Problem to work on: Pull out every line in the records below that contains the string "clicks", matching case exactly, and copy each such line in full.

Saved data entries:
════

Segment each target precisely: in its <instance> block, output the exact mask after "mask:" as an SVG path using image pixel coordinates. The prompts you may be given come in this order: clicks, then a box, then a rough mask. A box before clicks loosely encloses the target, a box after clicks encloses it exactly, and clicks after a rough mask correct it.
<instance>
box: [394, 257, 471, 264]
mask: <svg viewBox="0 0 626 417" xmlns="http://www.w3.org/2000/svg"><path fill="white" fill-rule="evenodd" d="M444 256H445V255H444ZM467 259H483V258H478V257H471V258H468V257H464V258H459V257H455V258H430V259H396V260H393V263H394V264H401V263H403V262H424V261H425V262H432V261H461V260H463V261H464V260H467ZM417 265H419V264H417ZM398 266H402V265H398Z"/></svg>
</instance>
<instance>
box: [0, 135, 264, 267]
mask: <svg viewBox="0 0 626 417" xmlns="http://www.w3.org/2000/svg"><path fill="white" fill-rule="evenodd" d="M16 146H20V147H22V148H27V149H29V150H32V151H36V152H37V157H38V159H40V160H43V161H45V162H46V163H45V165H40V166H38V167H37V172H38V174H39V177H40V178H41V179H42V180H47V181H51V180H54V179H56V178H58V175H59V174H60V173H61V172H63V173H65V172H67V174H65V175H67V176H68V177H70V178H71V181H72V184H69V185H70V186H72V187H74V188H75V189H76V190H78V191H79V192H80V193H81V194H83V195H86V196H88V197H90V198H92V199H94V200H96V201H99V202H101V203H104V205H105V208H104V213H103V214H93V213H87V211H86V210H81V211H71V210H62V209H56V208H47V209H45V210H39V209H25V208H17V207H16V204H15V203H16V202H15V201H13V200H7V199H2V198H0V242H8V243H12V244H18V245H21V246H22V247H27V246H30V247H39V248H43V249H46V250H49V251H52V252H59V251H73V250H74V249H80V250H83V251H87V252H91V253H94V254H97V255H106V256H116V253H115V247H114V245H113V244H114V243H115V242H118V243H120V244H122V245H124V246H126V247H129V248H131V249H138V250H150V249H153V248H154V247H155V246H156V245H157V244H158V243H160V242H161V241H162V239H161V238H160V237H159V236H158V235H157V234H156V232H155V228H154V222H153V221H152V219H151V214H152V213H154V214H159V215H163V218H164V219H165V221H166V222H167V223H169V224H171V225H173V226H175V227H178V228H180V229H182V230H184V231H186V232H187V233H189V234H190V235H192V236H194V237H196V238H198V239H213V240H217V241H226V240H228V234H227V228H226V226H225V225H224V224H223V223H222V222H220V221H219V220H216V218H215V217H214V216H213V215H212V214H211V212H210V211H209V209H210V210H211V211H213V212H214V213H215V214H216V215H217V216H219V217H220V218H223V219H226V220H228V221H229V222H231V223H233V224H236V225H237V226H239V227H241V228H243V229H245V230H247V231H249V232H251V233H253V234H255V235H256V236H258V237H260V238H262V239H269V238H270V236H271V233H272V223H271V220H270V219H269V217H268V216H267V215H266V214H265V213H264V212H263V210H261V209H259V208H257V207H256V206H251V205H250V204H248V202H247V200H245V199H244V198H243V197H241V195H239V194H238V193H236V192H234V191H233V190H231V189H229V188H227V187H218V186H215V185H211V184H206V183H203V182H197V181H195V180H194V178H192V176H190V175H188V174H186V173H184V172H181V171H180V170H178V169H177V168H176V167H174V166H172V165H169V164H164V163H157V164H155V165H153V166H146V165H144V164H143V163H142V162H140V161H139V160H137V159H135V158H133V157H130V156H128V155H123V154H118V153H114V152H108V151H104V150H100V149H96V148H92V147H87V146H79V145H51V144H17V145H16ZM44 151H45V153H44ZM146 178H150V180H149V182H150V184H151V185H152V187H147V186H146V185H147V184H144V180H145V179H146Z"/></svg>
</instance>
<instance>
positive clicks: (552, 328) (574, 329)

════

Answer space:
Segment each target precisely: in its <instance> block, output the exact mask after "mask:" as an SVG path using image pixel coordinates. The prompts you may be given come in this order: clicks, then a box, then a rough mask. A box before clicks loosely encloses the target, a box after clicks encloses it exactly, and clicks after a rough mask correct it.
positive clicks: (552, 328) (574, 329)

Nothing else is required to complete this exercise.